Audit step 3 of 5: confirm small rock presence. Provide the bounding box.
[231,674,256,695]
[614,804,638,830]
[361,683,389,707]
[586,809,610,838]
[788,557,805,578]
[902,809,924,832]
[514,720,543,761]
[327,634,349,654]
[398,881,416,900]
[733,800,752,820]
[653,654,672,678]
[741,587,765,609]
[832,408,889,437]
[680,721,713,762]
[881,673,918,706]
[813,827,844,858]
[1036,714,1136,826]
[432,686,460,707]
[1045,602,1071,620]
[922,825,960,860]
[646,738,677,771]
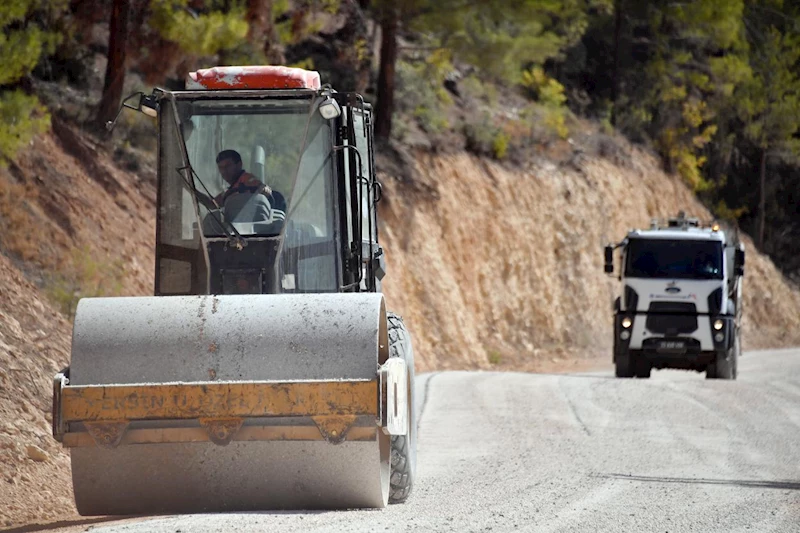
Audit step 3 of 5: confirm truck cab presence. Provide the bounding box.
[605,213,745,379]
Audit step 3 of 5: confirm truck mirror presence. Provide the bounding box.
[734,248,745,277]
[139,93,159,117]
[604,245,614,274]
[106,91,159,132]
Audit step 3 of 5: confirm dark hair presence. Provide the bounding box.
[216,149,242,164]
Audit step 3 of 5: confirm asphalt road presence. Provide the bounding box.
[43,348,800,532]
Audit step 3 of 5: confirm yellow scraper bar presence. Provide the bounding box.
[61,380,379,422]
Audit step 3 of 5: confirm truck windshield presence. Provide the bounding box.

========================================================================

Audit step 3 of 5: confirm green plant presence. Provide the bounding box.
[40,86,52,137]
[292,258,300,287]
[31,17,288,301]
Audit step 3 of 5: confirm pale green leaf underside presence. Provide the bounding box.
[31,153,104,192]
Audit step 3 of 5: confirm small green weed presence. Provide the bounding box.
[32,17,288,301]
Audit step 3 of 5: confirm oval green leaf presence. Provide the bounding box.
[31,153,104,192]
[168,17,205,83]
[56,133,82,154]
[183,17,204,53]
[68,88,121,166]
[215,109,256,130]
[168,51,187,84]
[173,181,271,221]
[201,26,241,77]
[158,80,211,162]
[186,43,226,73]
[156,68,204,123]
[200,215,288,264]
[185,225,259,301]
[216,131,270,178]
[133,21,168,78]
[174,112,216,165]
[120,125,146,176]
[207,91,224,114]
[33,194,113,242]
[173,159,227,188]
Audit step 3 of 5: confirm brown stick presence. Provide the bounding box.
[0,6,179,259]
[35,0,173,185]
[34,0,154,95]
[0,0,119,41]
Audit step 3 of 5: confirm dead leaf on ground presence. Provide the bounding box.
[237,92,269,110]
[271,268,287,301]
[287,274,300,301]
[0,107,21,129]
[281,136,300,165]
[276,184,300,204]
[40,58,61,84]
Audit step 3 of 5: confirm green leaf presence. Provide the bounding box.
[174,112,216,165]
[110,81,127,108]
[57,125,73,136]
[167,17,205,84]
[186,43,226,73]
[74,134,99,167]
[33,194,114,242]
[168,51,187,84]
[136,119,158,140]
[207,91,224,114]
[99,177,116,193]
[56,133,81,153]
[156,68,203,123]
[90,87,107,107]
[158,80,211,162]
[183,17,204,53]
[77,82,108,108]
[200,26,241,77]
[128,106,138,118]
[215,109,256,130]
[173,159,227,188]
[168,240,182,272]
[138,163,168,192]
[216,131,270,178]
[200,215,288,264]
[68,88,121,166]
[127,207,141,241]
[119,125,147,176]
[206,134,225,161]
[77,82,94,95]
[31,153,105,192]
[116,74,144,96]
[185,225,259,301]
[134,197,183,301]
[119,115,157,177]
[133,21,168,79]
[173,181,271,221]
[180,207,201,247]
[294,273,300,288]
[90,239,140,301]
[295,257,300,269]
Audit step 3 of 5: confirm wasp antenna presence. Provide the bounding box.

========================================================================

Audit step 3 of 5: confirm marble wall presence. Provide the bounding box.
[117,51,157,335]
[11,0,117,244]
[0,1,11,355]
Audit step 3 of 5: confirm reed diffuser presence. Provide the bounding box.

========================================================================

§ **INSTRUCTIONS TO FOLLOW**: In your answer, include only the lines above starting at the line that holds "Audit step 3 of 5: confirm oval" and ending at the line that holds "Audit step 3 of 5: confirm wasp", copied exactly.

§ **TASK RESULT**:
Audit step 3 of 5: confirm oval green leaf presence. Provide the bounding box.
[31,153,104,192]
[168,17,205,83]
[56,133,82,154]
[183,17,204,53]
[68,88,121,166]
[215,109,256,130]
[168,51,187,84]
[173,181,271,221]
[201,26,241,77]
[158,80,211,162]
[186,43,226,73]
[156,68,204,123]
[200,215,288,264]
[185,225,259,301]
[216,131,270,178]
[133,21,168,78]
[174,112,216,165]
[120,125,146,176]
[207,91,224,114]
[33,194,113,242]
[173,159,227,188]
Audit step 3 of 5: confirm brown stick presence. Provide the bounding box.
[0,6,179,259]
[35,0,173,185]
[34,0,154,95]
[0,0,119,41]
Audit step 3 of 5: confirm dead leaf on ground presence. Provide the bounding box.
[237,92,269,110]
[271,268,287,301]
[287,274,300,301]
[0,107,21,129]
[281,136,300,165]
[276,184,300,204]
[40,58,61,84]
Audit step 3 of 5: confirm green leaf presence. Provide the bounding box.
[174,112,216,165]
[110,81,127,108]
[57,125,73,136]
[167,17,205,84]
[186,43,226,73]
[74,134,99,167]
[33,194,114,242]
[168,51,187,84]
[136,119,158,140]
[207,91,224,114]
[99,177,116,193]
[56,133,81,153]
[156,68,203,123]
[90,87,107,107]
[158,80,211,162]
[183,17,204,53]
[77,82,108,108]
[200,26,241,77]
[128,106,138,118]
[215,109,256,130]
[173,159,227,188]
[168,240,182,272]
[138,163,168,192]
[216,131,270,178]
[200,215,288,264]
[68,88,121,166]
[127,207,141,241]
[119,125,147,176]
[206,134,225,161]
[77,82,94,95]
[31,153,105,192]
[116,74,144,96]
[185,225,259,301]
[134,197,183,301]
[119,115,157,177]
[133,21,168,79]
[173,181,271,221]
[180,207,201,247]
[294,273,300,288]
[90,239,140,301]
[295,257,300,269]
Audit step 3 of 5: confirm wasp antenna presence. Provide the bounding box.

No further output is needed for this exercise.